◆ TASK INSTRUCTIONS
Where does the string "below" appear in the records? Copy every line that contains it.

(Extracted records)

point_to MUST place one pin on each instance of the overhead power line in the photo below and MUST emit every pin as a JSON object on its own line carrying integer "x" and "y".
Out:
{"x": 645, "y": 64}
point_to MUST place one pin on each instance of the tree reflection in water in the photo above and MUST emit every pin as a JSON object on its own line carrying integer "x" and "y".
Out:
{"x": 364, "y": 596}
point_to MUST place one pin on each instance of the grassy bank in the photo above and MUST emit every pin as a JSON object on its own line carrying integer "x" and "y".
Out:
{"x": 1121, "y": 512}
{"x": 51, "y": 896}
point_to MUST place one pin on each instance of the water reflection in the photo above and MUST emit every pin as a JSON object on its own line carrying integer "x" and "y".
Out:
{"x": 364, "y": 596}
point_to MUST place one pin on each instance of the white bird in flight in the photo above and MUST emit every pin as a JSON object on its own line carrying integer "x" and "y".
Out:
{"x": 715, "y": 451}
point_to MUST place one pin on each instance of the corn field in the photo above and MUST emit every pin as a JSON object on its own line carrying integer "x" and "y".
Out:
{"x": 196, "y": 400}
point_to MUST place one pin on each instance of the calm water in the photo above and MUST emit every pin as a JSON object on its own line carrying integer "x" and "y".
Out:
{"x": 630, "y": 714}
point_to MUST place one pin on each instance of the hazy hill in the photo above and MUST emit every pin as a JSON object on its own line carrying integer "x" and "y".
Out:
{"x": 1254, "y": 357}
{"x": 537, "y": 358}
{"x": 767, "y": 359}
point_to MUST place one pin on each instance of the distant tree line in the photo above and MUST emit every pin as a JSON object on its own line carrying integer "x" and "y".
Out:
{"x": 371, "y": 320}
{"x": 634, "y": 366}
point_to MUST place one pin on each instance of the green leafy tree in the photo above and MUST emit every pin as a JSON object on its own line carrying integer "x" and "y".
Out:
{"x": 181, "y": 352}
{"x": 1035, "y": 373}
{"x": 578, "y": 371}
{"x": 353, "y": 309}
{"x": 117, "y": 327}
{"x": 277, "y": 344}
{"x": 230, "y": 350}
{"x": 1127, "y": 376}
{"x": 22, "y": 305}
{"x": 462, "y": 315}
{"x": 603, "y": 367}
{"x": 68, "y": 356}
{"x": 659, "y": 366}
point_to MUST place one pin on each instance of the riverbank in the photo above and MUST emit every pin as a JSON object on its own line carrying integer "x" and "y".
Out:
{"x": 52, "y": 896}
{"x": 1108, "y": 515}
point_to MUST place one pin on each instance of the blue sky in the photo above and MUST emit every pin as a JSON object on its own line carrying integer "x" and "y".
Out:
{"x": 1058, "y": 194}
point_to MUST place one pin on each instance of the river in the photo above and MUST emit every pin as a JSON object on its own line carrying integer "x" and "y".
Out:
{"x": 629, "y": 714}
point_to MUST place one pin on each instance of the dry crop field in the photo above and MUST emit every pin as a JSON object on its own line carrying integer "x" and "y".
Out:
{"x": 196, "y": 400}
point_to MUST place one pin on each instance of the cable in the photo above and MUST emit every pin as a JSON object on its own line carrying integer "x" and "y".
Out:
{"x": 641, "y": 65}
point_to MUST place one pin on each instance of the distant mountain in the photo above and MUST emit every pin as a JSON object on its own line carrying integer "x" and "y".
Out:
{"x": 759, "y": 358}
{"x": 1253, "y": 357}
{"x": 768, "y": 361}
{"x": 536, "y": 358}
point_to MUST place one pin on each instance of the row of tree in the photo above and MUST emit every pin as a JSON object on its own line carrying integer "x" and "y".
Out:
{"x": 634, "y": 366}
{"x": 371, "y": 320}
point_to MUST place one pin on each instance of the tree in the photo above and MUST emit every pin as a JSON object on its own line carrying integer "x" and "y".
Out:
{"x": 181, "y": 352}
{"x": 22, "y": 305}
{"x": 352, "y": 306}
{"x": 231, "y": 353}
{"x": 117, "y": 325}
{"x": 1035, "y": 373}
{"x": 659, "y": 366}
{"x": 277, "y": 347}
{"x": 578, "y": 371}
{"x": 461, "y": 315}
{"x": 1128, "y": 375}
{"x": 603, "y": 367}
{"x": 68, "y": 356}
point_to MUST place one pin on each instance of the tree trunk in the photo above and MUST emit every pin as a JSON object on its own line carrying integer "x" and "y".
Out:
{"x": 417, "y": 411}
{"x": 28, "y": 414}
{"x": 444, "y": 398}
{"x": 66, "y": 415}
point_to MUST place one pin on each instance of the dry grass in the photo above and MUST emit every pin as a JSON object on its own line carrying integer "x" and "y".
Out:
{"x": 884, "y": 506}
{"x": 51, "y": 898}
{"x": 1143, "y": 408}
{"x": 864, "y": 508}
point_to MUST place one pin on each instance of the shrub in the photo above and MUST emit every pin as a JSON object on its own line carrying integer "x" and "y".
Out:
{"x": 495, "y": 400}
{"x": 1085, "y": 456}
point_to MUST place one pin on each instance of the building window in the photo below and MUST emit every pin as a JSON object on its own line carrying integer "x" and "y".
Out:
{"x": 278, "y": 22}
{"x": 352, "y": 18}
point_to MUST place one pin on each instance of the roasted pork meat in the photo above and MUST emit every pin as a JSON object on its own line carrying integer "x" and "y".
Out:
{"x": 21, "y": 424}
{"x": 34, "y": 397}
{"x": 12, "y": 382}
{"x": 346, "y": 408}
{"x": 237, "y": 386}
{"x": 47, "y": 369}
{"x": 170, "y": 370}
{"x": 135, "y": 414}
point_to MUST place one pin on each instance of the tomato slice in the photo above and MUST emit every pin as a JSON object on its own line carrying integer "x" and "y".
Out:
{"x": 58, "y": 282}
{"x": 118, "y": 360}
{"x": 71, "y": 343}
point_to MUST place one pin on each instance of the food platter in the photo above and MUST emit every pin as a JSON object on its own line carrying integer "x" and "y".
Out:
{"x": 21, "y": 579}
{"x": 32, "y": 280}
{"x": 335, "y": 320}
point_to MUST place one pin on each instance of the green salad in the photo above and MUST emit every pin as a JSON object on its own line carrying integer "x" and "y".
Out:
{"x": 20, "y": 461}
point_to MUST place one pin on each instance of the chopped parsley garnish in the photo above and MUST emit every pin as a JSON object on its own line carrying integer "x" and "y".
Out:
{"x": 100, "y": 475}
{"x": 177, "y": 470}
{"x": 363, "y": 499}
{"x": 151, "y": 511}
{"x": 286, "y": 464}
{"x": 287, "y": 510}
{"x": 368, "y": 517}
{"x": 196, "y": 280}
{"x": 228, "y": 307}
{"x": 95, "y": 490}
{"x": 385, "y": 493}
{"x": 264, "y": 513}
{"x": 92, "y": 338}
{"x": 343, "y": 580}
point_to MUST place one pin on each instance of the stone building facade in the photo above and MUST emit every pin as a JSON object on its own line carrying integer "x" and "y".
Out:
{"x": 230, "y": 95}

◆ RESPONSE AREA
point_to MUST place one pin on each instance of the overhead power line in the photo below and MUST emit every pin as a JSON object on its own line carrying integer "x" and "y".
point_to MUST place one pin on each instance of the building window in the photo below and MUST emit every pin as a JSON object on its own line carrying integer "x" and "y".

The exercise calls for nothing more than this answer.